• [Part of a data file]:
========================================================================
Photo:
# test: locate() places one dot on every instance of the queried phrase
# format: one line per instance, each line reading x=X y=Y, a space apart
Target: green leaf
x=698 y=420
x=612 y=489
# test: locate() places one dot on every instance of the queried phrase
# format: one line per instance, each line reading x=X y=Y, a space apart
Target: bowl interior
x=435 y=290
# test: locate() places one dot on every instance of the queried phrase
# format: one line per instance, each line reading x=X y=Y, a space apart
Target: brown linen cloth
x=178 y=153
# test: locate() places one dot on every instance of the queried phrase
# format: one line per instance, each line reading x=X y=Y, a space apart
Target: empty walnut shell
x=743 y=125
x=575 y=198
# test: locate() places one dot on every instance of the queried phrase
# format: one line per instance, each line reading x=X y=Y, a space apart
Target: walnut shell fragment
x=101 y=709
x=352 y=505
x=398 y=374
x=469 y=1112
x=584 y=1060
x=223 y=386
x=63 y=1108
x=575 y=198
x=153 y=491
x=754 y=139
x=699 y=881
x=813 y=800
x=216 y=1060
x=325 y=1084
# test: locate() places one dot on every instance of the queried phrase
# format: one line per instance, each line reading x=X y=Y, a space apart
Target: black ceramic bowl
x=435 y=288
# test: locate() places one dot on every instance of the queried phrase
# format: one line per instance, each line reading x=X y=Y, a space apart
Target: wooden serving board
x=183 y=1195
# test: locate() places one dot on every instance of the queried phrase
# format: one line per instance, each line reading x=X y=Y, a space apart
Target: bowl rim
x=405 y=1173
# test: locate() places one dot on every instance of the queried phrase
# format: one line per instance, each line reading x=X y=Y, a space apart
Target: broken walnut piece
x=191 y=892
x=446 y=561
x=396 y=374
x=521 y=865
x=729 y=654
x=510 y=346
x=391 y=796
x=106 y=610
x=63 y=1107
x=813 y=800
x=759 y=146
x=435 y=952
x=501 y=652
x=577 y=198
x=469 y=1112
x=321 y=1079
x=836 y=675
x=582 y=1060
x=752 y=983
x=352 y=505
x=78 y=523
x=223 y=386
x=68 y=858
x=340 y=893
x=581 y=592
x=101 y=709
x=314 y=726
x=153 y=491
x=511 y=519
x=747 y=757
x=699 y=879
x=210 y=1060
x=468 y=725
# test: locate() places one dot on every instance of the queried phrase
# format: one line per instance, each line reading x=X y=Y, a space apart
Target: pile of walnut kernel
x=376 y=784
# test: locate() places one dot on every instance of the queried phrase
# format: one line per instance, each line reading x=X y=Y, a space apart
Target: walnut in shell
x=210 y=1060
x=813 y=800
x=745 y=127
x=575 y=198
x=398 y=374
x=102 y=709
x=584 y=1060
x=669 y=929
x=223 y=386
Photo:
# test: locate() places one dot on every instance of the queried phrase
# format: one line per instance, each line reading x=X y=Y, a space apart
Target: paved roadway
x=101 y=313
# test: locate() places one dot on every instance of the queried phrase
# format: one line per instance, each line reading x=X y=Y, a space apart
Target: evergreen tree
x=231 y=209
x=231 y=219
========================================================================
• [WHAT YOU WILL DO]: Copy the entries above word for word, from their first line through the line containing "x=183 y=1195", including both of those lines.

• [WRITTEN SOLUTION]:
Photo:
# test: locate() places one dot on every instance of the queried phrase
# format: one line per instance, each line reading x=X y=Y, a space apart
Target: green leaf
x=698 y=420
x=612 y=489
# test: locate() places one dot on every instance of the queried phrase
# format: one line per instance, each line reading x=X y=Y, a space apart
Target: bowl interior
x=435 y=290
# test: locate() places one dot on every instance of the queried phrase
# format: one line per instance, each line reading x=X y=Y, a space apart
Target: brown linen cloth
x=178 y=153
# test: locate() places one dot on every instance of the queried phrase
# format: one line per instance, each line reading x=X y=Y, a space apart
Target: empty walnut shell
x=743 y=125
x=575 y=198
# test: locate() places one dot on every instance of the queried phrase
# format: one line per instance, each line reading x=X y=Y, a space apart
Target: walnut shell fragment
x=101 y=709
x=352 y=505
x=398 y=374
x=469 y=1112
x=584 y=1060
x=223 y=386
x=63 y=1108
x=575 y=198
x=153 y=491
x=754 y=139
x=699 y=881
x=813 y=800
x=216 y=1060
x=325 y=1084
# test: locate() places one dot on every instance of the queried phrase
# format: one line per instance, each line reading x=X y=Y, a space apart
Target: black ceramic bowl
x=435 y=288
# test: locate() places one dot on every instance of the queried phrase
# format: one line per instance, each line reading x=X y=Y, a space apart
Target: wooden serving board
x=183 y=1195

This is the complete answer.